Given problem: Substitute "mustache" for "beard" in the lines from the one containing "Where can the khaki" through the one containing "pixel 349 291", inclusive, and write out only those lines, otherwise unchanged.
⟨
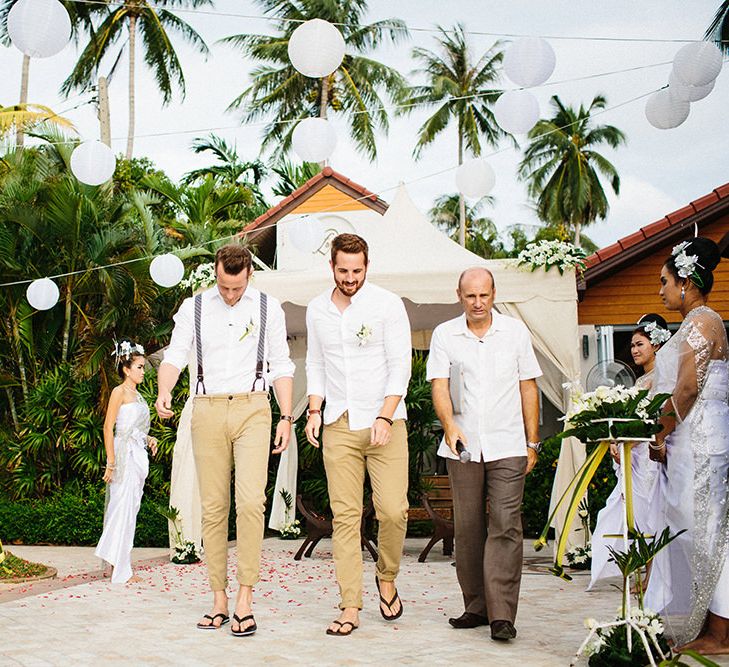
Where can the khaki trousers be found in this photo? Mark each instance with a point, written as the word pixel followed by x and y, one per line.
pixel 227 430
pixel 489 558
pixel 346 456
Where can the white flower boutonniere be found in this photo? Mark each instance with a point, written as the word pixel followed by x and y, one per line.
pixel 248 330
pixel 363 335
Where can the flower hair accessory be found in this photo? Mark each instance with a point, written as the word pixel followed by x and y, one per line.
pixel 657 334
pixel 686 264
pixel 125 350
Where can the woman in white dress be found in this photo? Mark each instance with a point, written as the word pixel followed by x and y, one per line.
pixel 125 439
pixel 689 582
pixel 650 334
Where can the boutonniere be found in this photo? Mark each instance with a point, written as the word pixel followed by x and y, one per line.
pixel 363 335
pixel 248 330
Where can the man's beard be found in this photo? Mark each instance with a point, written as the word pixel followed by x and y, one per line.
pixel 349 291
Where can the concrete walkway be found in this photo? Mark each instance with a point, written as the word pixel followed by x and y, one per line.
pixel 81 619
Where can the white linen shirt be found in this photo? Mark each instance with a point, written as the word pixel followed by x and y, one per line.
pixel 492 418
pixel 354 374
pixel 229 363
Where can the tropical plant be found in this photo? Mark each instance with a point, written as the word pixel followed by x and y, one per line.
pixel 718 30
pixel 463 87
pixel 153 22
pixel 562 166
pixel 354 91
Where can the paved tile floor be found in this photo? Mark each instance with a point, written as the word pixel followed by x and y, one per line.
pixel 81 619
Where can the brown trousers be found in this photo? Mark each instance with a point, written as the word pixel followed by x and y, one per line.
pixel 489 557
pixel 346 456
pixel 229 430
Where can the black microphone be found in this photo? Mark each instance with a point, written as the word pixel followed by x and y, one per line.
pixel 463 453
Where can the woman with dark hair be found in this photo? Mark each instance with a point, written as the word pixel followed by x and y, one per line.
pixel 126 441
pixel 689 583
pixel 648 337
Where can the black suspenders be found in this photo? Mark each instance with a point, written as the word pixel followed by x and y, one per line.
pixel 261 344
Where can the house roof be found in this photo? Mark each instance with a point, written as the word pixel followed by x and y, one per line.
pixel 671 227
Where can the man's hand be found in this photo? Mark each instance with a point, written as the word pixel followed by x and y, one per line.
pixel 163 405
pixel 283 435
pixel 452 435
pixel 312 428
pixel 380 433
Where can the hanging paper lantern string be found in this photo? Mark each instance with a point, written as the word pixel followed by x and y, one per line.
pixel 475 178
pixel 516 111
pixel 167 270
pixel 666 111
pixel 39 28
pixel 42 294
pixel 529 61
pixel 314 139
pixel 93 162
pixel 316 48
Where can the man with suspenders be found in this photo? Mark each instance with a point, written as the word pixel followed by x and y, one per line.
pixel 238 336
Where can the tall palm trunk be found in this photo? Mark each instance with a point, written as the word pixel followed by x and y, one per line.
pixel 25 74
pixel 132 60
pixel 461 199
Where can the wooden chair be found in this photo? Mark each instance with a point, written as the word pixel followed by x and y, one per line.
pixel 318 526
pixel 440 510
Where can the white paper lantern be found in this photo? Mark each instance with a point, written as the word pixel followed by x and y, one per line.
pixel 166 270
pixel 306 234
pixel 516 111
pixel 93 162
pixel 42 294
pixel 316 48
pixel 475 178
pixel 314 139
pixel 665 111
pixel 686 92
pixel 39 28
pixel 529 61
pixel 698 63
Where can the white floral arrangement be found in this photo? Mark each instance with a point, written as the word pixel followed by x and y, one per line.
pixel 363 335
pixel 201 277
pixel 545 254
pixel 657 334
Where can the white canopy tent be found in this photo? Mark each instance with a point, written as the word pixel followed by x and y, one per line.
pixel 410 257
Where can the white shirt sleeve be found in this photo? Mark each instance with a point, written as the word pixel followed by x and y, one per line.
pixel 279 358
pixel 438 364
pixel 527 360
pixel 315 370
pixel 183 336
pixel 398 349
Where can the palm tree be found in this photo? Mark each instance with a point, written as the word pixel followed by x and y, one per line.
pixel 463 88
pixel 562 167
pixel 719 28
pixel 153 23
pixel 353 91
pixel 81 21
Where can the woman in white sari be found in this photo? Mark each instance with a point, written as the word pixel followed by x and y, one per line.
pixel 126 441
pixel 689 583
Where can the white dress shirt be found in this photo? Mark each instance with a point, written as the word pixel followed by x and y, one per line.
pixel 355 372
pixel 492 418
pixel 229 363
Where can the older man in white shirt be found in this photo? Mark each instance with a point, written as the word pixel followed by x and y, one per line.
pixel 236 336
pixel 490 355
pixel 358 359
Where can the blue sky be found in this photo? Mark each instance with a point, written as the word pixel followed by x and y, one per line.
⟩
⟨
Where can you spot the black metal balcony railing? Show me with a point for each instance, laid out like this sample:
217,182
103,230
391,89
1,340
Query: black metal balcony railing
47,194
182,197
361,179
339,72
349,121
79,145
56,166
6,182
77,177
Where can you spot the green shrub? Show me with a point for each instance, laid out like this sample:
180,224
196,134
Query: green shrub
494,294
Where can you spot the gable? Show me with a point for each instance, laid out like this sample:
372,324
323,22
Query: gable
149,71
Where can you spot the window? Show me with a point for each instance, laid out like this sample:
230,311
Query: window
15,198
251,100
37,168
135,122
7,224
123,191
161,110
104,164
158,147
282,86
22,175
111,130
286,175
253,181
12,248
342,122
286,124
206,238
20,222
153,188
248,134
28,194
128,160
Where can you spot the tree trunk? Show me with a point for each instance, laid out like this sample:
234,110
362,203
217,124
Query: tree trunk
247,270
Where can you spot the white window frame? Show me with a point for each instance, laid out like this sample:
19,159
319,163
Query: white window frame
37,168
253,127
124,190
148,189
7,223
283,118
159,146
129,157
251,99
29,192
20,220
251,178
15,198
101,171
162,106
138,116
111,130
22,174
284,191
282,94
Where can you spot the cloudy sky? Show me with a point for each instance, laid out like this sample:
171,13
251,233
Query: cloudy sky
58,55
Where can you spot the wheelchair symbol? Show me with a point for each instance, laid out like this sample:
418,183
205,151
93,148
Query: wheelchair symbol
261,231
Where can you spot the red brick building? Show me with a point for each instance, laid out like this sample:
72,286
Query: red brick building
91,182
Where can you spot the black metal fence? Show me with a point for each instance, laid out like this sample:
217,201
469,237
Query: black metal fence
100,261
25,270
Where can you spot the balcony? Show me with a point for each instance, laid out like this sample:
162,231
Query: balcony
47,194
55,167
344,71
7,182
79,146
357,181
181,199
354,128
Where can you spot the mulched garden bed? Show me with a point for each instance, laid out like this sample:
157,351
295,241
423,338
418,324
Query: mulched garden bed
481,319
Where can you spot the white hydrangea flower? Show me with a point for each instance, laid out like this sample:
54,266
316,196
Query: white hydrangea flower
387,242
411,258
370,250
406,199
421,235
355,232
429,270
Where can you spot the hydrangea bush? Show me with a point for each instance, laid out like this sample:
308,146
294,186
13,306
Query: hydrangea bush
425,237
⟩
The output:
Where can the khaki trousers be found in this photo? Mark each instance with a point, written as the word pixel followed by x and y, one per line.
pixel 227 430
pixel 489 558
pixel 346 456
Where can the white flower boutonniere be found in this photo? Mark each instance with a point, written as the word pixel followed by x and y, one per line.
pixel 248 330
pixel 363 335
Where can the flower hair accessory be found in this photo? Mark each instance with a point, written as the word pixel followed by x and y, one per line.
pixel 657 334
pixel 686 264
pixel 125 350
Where can the woman in white dress be found in this photo? Mark each instance with a point, written as the word pixel followed by x and y, one per line.
pixel 125 439
pixel 689 582
pixel 650 334
Where can the boutonniere be found in this photo? Mark each instance with a point, written as the word pixel followed by x and y, one per line.
pixel 363 335
pixel 248 330
Where can the man's mustache be found in this photo? Mark each instance with a point, written as the word pixel followed by x and y, one per line.
pixel 349 291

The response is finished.